Items in a dataset
*-*-*

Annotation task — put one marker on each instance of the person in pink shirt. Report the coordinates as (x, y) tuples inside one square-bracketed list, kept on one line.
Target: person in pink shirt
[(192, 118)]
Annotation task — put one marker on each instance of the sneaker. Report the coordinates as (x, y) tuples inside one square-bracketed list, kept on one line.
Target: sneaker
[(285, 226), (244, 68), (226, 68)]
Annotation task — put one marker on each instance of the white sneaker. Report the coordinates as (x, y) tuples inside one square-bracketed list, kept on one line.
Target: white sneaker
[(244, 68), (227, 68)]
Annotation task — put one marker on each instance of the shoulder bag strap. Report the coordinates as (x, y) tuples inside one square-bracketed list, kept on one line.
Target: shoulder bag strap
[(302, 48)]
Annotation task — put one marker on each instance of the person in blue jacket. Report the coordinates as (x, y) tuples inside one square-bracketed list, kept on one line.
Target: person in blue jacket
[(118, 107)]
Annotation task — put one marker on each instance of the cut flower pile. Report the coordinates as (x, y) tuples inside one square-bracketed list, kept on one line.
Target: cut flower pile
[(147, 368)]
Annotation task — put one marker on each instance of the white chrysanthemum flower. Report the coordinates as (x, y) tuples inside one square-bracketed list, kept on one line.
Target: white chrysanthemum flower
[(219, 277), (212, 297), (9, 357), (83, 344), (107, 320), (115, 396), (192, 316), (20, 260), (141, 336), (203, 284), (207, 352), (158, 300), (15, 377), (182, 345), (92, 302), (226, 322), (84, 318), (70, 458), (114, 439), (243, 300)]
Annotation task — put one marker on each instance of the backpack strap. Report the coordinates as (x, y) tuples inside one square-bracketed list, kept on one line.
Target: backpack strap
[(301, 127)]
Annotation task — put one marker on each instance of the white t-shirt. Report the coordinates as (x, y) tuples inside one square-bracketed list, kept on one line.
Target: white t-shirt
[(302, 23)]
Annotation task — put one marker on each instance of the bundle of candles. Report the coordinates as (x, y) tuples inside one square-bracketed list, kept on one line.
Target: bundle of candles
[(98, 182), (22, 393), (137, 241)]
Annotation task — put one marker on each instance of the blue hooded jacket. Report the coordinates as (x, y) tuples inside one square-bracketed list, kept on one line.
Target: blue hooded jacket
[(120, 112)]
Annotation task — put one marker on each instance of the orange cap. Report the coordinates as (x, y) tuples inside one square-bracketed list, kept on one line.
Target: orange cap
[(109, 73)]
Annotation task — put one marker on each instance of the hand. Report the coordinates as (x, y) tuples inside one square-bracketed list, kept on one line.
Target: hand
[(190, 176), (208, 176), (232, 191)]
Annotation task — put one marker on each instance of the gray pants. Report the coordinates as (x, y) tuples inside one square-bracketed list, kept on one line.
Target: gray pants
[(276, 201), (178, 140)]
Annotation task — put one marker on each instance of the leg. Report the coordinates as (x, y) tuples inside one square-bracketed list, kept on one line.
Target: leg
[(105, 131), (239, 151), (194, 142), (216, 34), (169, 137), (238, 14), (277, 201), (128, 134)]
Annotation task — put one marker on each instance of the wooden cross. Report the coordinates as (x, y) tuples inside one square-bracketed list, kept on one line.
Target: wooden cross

*-*-*

■ **GOAL OF THE EXERCISE**
Give every line of the items above as a JSON list of strings, one string per line, leaving out blank lines.

■ **SOLUTION FOR THIS PROBLEM**
[
  "Annotation task — put one marker on each instance of the person in pink shirt. Report the coordinates as (x, y) tuples inside one square-bracketed list, kept on one line.",
  "Target: person in pink shirt",
  "[(192, 118)]",
  "Annotation task — put one marker on each instance of the sneaker. Report the coordinates as (x, y) tuples inside one square-bracketed list, kept on one line.",
  "Target: sneaker",
  "[(285, 226), (244, 68), (226, 68)]",
  "Annotation task — put one marker on each instance of the white sneaker. Report the coordinates as (x, y) tuples inside one square-bracketed list, kept on one line.",
  "Target: white sneaker",
  "[(244, 68), (227, 68)]",
  "Annotation task — put one marker on each instance of the shoulder bag strap. Report the coordinates as (x, y) tuples inside one square-bracketed list, kept on one line.",
  "Target: shoulder bag strap",
  "[(302, 48)]",
  "Annotation task — put one marker on each instance of the person in blue jacket. Report the coordinates as (x, y) tuples inside one square-bracketed list, kept on one line.",
  "Target: person in blue jacket",
  "[(118, 107)]",
  "Annotation task — put one marker on each instance of the cut flower pile. Report the coordinates as (x, y) tuples inside one square-bracketed list, kept on one line.",
  "Target: cut flower pile",
  "[(147, 368)]",
  "Annotation task — put one marker on each instance of the white chrysanthemum flower. Report the coordinates as (x, y) tuples inside one square-bracketed list, kept on one line.",
  "Target: white chrysanthemum flower",
  "[(219, 277), (212, 297), (9, 357), (83, 344), (107, 320), (115, 396), (192, 316), (20, 260), (141, 336), (203, 284), (207, 352), (158, 300), (15, 377), (182, 345), (92, 302), (226, 322), (84, 318), (70, 458), (114, 439), (243, 300)]",
  "Annotation task — put one marker on each instance of the backpack strap. Report the coordinates as (x, y) tuples inside one square-bracketed list, kept on one line.",
  "Target: backpack strap",
  "[(301, 127)]",
  "Annotation task — put one marker on each instance of the white t-shirt. Report the coordinates as (x, y) tuples inside one square-bracketed list, kept on one line.",
  "Target: white t-shirt",
  "[(302, 23)]",
  "Annotation task — put one marker on each instance of the bundle of candles. Report the coordinates as (x, y) tuples inside one square-bracketed list, kept on one line.",
  "Target: bundle of candles",
  "[(98, 182), (22, 393), (137, 241)]",
  "Annotation task — put one marker on each instance of the blue hooded jacket. Report the coordinates as (x, y) tuples inside one square-bracketed list, kept on one line.",
  "Target: blue hooded jacket",
  "[(120, 112)]",
  "Annotation task — put one marker on each instance of the orange cap. Report the coordinates as (x, y) tuples inside one square-bracketed list, kept on one line.",
  "Target: orange cap",
  "[(109, 73)]",
  "Annotation task — put one marker on each instance of the hand. Report the coordinates as (x, y) tuples inside one square-bracketed list, kept on one line.",
  "Target: hand",
  "[(190, 176), (208, 176), (232, 191)]",
  "Annotation task — put one marker on each instance of the gray pants. Report the coordinates as (x, y) tuples inside one square-bracketed list, kept on one line.",
  "Target: gray pants",
  "[(276, 201), (178, 140)]",
  "Annotation task — put one marker on each instance of the leg. Report the coordinates as (x, y) tuples inside one square-bracketed list, kept on one line.",
  "Target: leg",
  "[(105, 131), (239, 151), (194, 142), (216, 34), (169, 137), (238, 14), (277, 201), (128, 134)]",
  "Annotation task — put one marker on each instance of the wooden cross. Report the coordinates as (x, y) tuples inside one square-bracketed list, kept on one line.",
  "Target: wooden cross"
]